* START *
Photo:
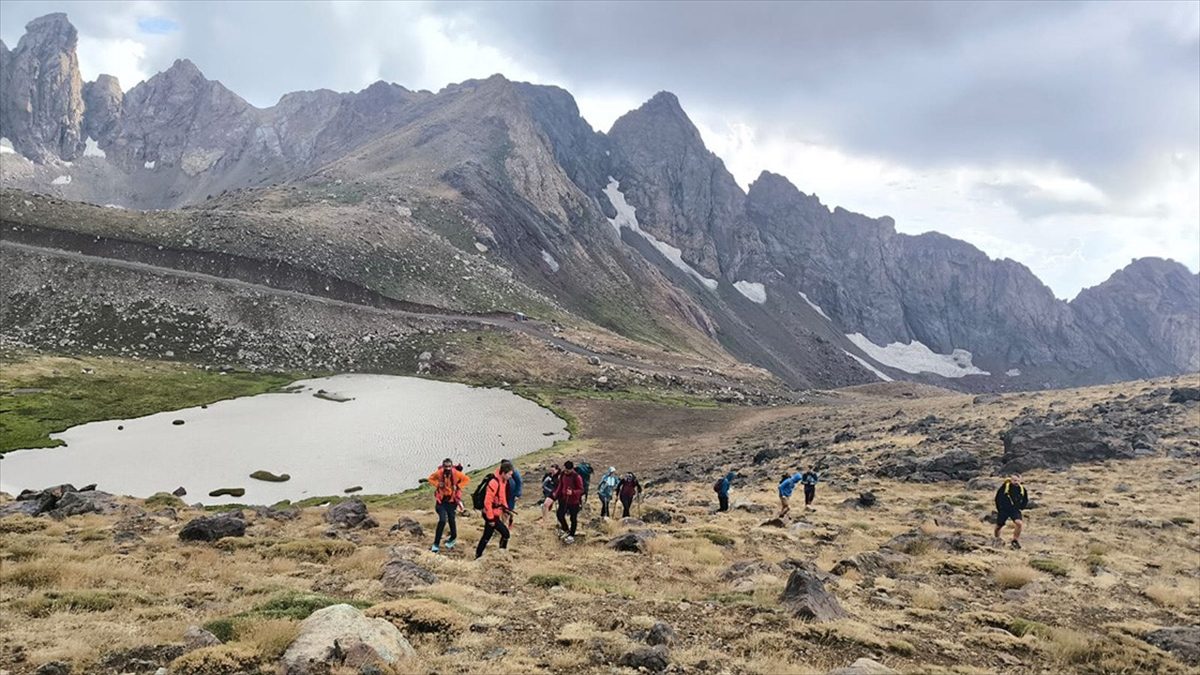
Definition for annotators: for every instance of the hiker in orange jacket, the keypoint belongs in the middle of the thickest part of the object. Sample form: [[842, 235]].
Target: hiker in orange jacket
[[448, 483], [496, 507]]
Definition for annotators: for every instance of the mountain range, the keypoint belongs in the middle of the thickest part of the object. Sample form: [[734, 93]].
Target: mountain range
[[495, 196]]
* END *
* START *
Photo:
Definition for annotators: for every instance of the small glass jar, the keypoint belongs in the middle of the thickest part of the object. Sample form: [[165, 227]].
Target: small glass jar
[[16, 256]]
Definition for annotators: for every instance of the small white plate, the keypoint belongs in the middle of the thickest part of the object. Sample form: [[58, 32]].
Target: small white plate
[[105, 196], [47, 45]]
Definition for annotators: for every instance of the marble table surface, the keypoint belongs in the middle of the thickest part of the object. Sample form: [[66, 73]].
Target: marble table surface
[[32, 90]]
* END *
WHAT IS BEING ASKED:
Rewrite the entries above as a numbered list, from the line containing "Definition for annotators: for every instance of the mountain" down through the line containing "[[495, 196]]", leaving out blank lines.

FINAL RESULT:
1. Definition for annotators: for every instance of the mountain range, the keypoint belongs in the middle of the thickest part of the object. Sample form: [[734, 93]].
2. Target: mountain range
3. [[495, 196]]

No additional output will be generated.